> [Source text]
Begin

Let me know how you get on. I bet you wont be able to throw them on the first punch. I know that much.
Anyway, and its ok, we can disagree on points. Please let me know if you disagree with that statement.

8: I also really liked the Jon Wick series of films. John Wick, a fictional character who did a combo of trad ju jutsu, judo, bjj, plus a system for shooting guns.
Sorry, I was wrong on that one.... John Wick isn't a fictional character, he is real, and all the fight scenes in all 3 films are true to history....
Sorry. Films are films. I loved these films though. Loved the throws. Loved the plot. Etc. Think Keanu Reeves is a really talented actor and has great potential as a martial art.
That is just my subjective opinion. Feel free to disagree. Is it this you "Hmmmm.....no" to?

9: Not that i plan to become an assassin, nor do I think that being as good as John Wick is even achievable (not even for Keanu Reeves...
but thought the idea of combining the three makes a lot of sense.

Judo for Tachi Waza (standing techniques), BJJ for refined version of Judo Newaza developed for the modern street and Traditional Ju Jutsu for the other throws, locks and striking that isn't in either, which is banned from competition. Covered most basses there I think.

End

> [Input rows]

Begin

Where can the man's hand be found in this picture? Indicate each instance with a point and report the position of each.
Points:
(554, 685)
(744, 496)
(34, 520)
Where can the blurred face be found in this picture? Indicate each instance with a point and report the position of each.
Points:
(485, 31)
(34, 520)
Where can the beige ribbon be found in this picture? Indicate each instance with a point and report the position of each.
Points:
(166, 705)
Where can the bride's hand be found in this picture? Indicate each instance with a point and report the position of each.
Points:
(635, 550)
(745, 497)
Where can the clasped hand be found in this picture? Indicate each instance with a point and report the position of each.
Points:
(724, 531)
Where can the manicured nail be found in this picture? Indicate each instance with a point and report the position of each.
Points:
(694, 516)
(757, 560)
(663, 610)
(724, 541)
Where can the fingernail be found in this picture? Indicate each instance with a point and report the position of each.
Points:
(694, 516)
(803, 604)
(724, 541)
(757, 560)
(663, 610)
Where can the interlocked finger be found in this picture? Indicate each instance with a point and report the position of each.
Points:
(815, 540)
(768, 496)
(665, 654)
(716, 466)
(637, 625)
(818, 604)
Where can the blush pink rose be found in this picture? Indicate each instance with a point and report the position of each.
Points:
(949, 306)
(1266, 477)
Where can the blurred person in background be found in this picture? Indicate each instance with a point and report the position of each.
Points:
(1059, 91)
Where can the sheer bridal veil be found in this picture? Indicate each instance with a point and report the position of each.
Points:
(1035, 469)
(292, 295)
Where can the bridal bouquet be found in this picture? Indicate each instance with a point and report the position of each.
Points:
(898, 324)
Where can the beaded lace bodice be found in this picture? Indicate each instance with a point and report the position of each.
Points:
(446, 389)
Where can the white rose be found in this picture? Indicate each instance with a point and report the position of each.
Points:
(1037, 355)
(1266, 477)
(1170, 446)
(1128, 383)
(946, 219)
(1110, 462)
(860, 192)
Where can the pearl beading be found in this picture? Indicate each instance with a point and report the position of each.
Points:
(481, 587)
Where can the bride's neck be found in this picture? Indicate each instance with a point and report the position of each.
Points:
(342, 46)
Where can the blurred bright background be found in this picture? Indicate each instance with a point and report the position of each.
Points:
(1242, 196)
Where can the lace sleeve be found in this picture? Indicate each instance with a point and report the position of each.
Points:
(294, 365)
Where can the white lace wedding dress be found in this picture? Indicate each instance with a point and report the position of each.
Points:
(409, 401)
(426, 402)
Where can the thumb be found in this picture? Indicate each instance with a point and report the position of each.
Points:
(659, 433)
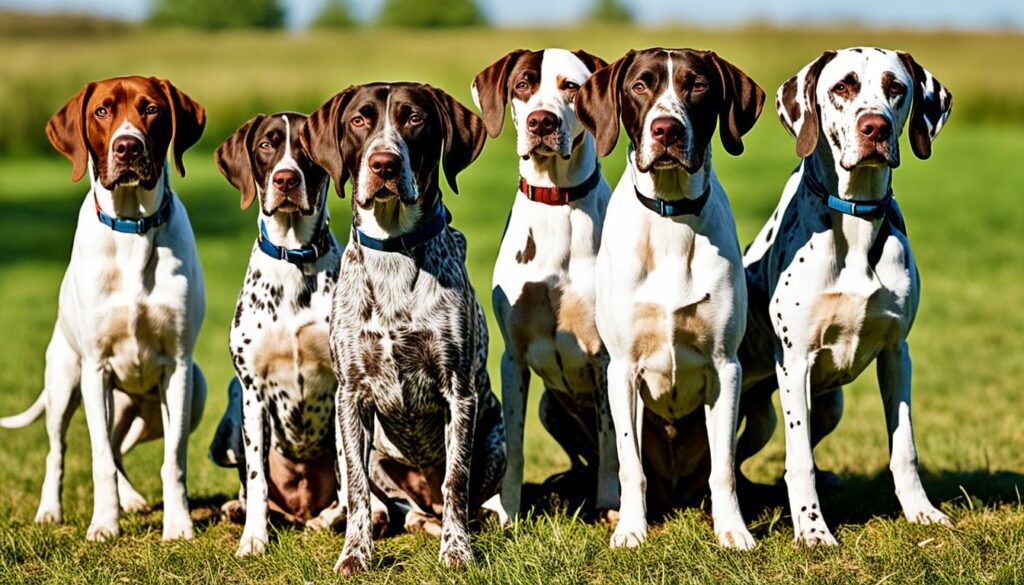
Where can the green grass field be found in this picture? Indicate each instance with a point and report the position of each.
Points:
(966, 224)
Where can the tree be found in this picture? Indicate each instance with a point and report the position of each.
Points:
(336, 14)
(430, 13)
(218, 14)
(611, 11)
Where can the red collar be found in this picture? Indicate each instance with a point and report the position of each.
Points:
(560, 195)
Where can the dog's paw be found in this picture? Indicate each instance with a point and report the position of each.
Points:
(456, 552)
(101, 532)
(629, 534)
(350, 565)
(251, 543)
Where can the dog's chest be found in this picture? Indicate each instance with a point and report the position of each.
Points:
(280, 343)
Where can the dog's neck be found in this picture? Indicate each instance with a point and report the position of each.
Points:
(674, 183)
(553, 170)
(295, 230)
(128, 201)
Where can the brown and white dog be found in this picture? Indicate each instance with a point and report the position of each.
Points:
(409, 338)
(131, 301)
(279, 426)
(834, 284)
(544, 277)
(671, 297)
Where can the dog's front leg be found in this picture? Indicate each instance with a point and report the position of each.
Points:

End

> [Short task 1]
Reproduce the forum post on mixing judo, BJJ and traditional jujutsu in full, word for word.
> [Short task 2]
Rewrite everything in the records from the line containing "Where can the blurred bright" down to the line containing "(1242, 196)", swapping "background" for "backdrop" and leaving all else as it is.

> [Task response 1]
Let me know how you get on. I bet you wont be able to throw them on the first punch. I know that much.
Anyway, and its ok, we can disagree on points. Please let me know if you disagree with that statement.

8: I also really liked the Jon Wick series of films. John Wick, a fictional character who did a combo of trad ju jutsu, judo, bjj, plus a system for shooting guns.
Sorry, I was wrong on that one.... John Wick isn't a fictional character, he is real, and all the fight scenes in all 3 films are true to history....
Sorry. Films are films. I loved these films though. Loved the throws. Loved the plot. Etc. Think Keanu Reeves is a really talented actor and has great potential as a martial art.
That is just my subjective opinion. Feel free to disagree. Is it this you "Hmmmm.....no" to?

9: Not that i plan to become an assassin, nor do I think that being as good as John Wick is even achievable (not even for Keanu Reeves...
but thought the idea of combining the three makes a lot of sense.

Judo for Tachi Waza (standing techniques), BJJ for refined version of Judo Newaza developed for the modern street and Traditional Ju Jutsu for the other throws, locks and striking that isn't in either, which is banned from competition. Covered most basses there I think.

> [Task response 2]
Where can the blurred bright backdrop be found in this picture? Indicate each instance with a point and report the position of each.
Points:
(1242, 196)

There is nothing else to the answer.